Write out exactly the lines below that run from the line containing "Target = forest background" through the last line of the records.
● ● ● ●
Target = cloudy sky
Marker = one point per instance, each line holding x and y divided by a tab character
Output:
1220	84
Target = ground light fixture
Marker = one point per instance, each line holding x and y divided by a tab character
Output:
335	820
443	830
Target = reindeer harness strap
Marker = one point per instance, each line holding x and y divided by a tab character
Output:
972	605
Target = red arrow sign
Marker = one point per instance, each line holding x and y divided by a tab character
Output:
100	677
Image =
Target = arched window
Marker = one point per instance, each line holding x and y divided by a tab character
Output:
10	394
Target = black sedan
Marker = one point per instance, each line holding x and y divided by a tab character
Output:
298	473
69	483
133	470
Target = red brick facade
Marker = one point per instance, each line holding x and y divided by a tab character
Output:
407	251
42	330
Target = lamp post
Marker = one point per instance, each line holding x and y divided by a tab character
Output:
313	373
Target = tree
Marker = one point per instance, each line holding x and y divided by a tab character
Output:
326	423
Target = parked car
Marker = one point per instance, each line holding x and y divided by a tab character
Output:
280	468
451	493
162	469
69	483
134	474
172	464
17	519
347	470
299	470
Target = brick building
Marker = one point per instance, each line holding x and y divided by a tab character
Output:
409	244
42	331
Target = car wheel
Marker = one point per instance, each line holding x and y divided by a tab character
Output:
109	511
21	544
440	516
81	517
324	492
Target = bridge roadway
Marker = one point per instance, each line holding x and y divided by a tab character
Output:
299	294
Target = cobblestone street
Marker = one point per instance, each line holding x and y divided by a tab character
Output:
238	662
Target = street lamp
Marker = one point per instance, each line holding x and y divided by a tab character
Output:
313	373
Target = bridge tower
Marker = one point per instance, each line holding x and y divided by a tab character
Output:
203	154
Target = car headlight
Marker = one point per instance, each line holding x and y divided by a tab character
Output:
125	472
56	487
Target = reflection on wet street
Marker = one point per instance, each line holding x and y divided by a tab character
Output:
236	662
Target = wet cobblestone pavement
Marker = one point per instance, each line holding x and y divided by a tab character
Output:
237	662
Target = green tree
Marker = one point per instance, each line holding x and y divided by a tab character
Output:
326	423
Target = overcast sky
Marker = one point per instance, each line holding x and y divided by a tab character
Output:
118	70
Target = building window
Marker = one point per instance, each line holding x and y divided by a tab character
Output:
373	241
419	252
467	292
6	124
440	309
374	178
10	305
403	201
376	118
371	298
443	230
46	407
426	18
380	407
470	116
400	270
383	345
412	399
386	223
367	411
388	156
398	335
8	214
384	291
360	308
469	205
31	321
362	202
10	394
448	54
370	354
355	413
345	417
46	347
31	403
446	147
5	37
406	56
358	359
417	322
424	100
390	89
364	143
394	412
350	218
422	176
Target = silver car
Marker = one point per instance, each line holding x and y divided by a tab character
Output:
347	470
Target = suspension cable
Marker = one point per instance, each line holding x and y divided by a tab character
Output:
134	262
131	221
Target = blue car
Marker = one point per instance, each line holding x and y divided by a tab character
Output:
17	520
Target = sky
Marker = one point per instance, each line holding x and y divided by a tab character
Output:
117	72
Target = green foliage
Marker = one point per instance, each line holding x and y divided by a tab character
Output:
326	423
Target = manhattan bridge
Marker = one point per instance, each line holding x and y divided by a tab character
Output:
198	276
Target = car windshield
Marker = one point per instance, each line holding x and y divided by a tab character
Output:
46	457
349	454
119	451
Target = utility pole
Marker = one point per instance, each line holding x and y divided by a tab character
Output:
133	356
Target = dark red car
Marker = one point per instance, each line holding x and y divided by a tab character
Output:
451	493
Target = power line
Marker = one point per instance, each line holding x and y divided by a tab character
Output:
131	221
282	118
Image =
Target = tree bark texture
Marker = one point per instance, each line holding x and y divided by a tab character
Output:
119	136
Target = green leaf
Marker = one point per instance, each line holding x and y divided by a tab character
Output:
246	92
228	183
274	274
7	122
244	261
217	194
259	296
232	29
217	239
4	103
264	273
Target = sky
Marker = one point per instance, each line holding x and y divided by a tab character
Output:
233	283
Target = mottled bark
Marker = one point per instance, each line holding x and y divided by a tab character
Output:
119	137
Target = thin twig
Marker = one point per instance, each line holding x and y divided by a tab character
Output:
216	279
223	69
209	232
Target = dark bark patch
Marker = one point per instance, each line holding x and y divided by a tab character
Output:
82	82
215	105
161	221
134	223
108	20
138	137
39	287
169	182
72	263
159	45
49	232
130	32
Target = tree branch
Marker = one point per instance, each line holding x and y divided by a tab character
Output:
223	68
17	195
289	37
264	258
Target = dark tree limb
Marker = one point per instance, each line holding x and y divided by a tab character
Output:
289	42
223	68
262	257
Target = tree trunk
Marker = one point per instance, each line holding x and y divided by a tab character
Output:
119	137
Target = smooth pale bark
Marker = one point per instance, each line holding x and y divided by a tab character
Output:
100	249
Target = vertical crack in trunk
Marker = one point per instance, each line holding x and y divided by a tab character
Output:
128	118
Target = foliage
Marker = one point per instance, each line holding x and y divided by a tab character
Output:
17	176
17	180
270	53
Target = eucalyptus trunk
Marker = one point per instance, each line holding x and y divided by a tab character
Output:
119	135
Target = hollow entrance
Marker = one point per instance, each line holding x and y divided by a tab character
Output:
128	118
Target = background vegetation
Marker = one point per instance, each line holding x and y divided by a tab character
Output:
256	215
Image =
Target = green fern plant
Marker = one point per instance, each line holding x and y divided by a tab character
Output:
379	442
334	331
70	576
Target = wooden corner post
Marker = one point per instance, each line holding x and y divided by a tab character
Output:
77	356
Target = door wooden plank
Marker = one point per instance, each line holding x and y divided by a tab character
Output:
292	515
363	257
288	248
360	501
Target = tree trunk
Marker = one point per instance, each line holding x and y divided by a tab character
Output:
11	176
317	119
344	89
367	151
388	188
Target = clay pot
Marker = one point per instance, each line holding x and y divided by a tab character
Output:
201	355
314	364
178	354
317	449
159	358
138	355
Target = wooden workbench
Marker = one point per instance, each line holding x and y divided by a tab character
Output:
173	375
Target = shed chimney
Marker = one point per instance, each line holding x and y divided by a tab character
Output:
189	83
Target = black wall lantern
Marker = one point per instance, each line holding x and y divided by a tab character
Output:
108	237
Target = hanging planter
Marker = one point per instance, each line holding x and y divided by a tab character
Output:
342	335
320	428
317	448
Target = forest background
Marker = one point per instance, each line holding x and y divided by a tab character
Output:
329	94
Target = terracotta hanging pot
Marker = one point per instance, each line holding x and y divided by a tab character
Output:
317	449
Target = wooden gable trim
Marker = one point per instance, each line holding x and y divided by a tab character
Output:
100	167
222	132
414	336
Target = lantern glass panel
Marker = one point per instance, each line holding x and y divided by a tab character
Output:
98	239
● ● ● ●
[Task result]:
Target = forest background
Marker = one point per instance, each line holding x and y divided by a tab character
Output:
329	94
Target = terracotta hanging pot
Marker = one point per instance, each line holding x and y divided by a tab character
Output:
317	449
Target = wooden gable trim
Marker = one point per instance, each line holding x and y divided by a tab character
Output:
100	167
222	132
414	336
Target = lantern glass panel
Marker = one point per instance, each line holding x and y divided by a tab character
Output:
98	239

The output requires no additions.